▶ _Problems and tasks_
1. In the Express Internet page below, turn the contract term that begins "Express Internet reserves the right to implement" into a short bulleted list that keeps its main facts.
2. Please carry on the Express Internet page below, picking up after its final sentence.

-------- Excerpt

Express Internet, Serving White Pine and Eureka County


Express Internet, Your Internet Service and Communications Provider

Your Internet Service and Communications Provider

Providing Internet Service to White Pine and Eureka Counties
Specializing in Wireless and DSL High-Speed Internet,
including Digital and Long Distance Telephone Service.

Eureka 237-4070           Ely 549-4030

 

Wireless
High-Speed
Value  Plan

A great Value Plan for those wanting an affordable High-Speed Internet Connection.  Preferred and Premium Plans also available.

Express Internet High-Speed Value Plan

Contact us today!

Ely 549-4030 Eureka 237-4070

sales@expint.net

See also the Agreement for Dedicated Wireless Internet Access


Acceptable Use Policy

&

 Additional Contract Terms
 

  1.   Express Internet, solely, shall hold all password and authentication information on the subscriber unit (wireless transceiver) until termination of this agreement.
  2.   Client understands that wireless Internet connectivity requires direct radio line of sight, and that any obstruction between Express Internet and Client’s antenna will potentially block the signal. Client understands that Express Internet has no control over this and therefore bears no responsibility for it. If Client requests Express Internet to adjust Client’s equipment or antennas to improve the signal, Client shall pay Express Internet’s normal service charges for said work.
  3.   Client understands that the maximum bandwidth of 384Kbps may not be achieved, depending upon a variety of circumstances beyond Express Internet’s control. Express Internet cannot insure that Client will be able to achieve any particular throughput or speed and makes no representations or guarantees regarding same.
  4.   Express Internet reserves the right to implement hardware and/or software which serves to control the amount of bandwidth or simultaneous connections Client may receive in order to assure a fair distribution of resources to all of Express Internet’s Clients. Client understands that Express Internet’s network is shared by many Clients and is not provided for the exclusive use of Client. Client agrees to allow Express Internet reasonable access to the subscriber unit to verify correct operation of the hardware and/or software. Client agrees to allow Express Internet to install such hardware and software on Client’s premises without charge.
  5.   Client understands that because tree leaves hold water, they absorb the microwave signal, and that will degrade or disrupt my connectivity. By having equipment installed during a time of year when there are little or no leaves in the trees, Client runs the risk of losing connectivity when the leaves come back on the trees. Client may require extra hardware and setup at that time. Express Internet shall not be held liable for any charges, nor will Client be entitled to any type of refund.
  6.   This agreement shall commence on the date the Connection is activated (the "Activation Date"). At term ending this agreement shall automatically renew for successive _1 month terms unless terminated in writing by either party at least 15 days prior to the then current date for termination. Express Internet reserves the right to change its rates for any renewal term by notifying Client at least 30 days in advance of the effective rate of such a rate change. Client acknowledges that circumstances beyond the control of Express Internet may cause a delay in turning up the Connection. In which case the term of this Agreement shall commence on the date the Connection is activated; provided, however, in the event the delay in activating the Connection is the result of Client's failure to comply with or provide any of the Requirements of the term of this Agreement shall commence on the activation date.

----------------
-------- Extracted material

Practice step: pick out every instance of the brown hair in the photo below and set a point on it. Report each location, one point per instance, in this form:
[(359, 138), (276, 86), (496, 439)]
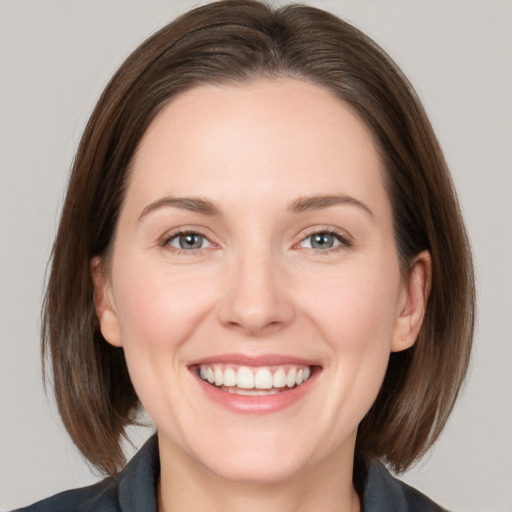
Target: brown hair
[(233, 42)]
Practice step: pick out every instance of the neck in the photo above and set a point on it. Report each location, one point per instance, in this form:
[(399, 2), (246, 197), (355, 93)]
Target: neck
[(326, 487)]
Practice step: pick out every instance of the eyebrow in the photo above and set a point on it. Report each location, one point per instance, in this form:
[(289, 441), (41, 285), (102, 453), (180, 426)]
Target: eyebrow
[(303, 204), (193, 204), (208, 207)]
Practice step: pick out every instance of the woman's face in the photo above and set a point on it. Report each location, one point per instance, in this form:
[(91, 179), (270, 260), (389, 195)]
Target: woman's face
[(255, 249)]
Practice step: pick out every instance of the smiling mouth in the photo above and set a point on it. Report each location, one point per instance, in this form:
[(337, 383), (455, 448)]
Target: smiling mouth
[(254, 381)]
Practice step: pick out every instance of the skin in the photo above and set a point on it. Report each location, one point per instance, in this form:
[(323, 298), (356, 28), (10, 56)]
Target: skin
[(257, 286)]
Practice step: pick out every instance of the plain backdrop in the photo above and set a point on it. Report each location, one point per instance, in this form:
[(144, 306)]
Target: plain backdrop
[(55, 58)]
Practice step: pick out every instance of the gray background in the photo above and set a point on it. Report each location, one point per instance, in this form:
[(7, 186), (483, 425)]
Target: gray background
[(55, 58)]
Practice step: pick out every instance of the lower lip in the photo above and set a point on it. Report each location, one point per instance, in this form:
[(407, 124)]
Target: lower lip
[(259, 404)]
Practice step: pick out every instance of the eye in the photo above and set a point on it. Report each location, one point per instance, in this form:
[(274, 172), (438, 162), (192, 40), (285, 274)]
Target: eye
[(188, 241), (324, 240)]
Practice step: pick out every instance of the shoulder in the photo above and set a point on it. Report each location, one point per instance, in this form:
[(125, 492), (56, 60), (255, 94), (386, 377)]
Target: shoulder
[(100, 497), (385, 493), (132, 490)]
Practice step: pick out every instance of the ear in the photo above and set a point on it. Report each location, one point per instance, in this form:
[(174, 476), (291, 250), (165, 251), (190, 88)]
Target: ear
[(413, 303), (104, 303)]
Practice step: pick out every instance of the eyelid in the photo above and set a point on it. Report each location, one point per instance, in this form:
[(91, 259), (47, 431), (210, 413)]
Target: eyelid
[(164, 240), (342, 236)]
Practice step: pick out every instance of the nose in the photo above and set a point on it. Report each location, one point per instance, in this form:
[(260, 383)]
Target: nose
[(257, 300)]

----------------

▶ _Task-by-task outputs_
1.
- Express Internet may put in hardware or software that limits a client's bandwidth or simultaneous connections, so that resources are shared fairly among all its clients.
- The network is shared by many clients and is not for any one client's exclusive use.
- The client must give Express Internet reasonable access to the subscriber unit so it can check that the hardware and software work correctly.
- The client must let Express Internet install such hardware and software on the client's premises without charge.

2.
  7.   This Agreement does not include equipment or phone line charges other than the subscriber unit, pigtail cable, antenna cable, lightning arrestor, antenna and mounting hardware, which will be provided by Express Internet.
  8.   If Client terminates this Agreement anytime after implementation, but before expiration, Client will pay a lump sum equal to the charges of the remainder of the then current term of the Agreement in no case greater than 1 (one) year. If service to Client is terminated for violation of the Acceptable Use Policy, Client shall pay, immediately, a lump sum equal to the charges for the remainder of the then current term of the Agreement. Under no circumstances shall Client be entitled to a refund for any pre-paid charges if service is terminated for violation of the Acceptable Use Policy.
  9.   Express Internet offers Client access to the Internet. Client hereby acknowledges that the Internet is not owned, operated, managed by, or in any way affiliated by Express Internet or any of its affiliates, and that it is a separate network of computers independent of Express Internet. Client's use of the Internet is solely at Client's own risk and is subject to all applicable local, state, national, and international laws and regulations. Access to the Internet is dependent on numerous factors, technologies, and systems, many of which are beyond Express Internet's authority and control.
  10.   Express Internet's network can only be used for lawful purposes. The transmission of any material in violation of any local, state, national, or international law or regulation is prohibited. This includes, but is not limited to, copyrighted material, material, material legally judged to be threatening or obscene, material protected by trade secret, or material that is otherwise deemed to be proprietary or judges by Express Internet to be inappropriate or improper such as bulk e-mail messages.
  11.   Access to other networks connected to Express Internet’s network must comply with the rules appropriate for that other network. Express Internet exercises no control whatsoever over the content of the information passing through its network.
  12.   Express Internet makes no warrantee, expressed or implied, including, but not limited to, those of merchantability or fitness for a particular purpose. This includes loss of data resulting from delays, non-deliveries, mis-deliveries or service interruption however caused. Use of any information obtained by Express Internet's network is at Client's own risk. Express Internet specifically disclaims any responsibility for the accuracy or quality of information obtained through its services.
  13.   Routine maintenance and periodic system repairs, upgrades and reconfigurations, public emergency or necessity, force majeure, restrictions imposed by law, acts of God, labor disputes and other situations, including mechanical or electronic breakdowns may result in temporary impairment or interruption of service. As a result, Express Internet does not guarantee continuous or uninterrupted service and reserves the right from time to time to temporarily reduce or suspend service with or without notice. Client shall indemnify and hold Express Internet and its directors, officers, employees, and agents harmless from any and all obligations, charges claims, liabilities, costs and fees incurred as the result of interruptions or omissions of service.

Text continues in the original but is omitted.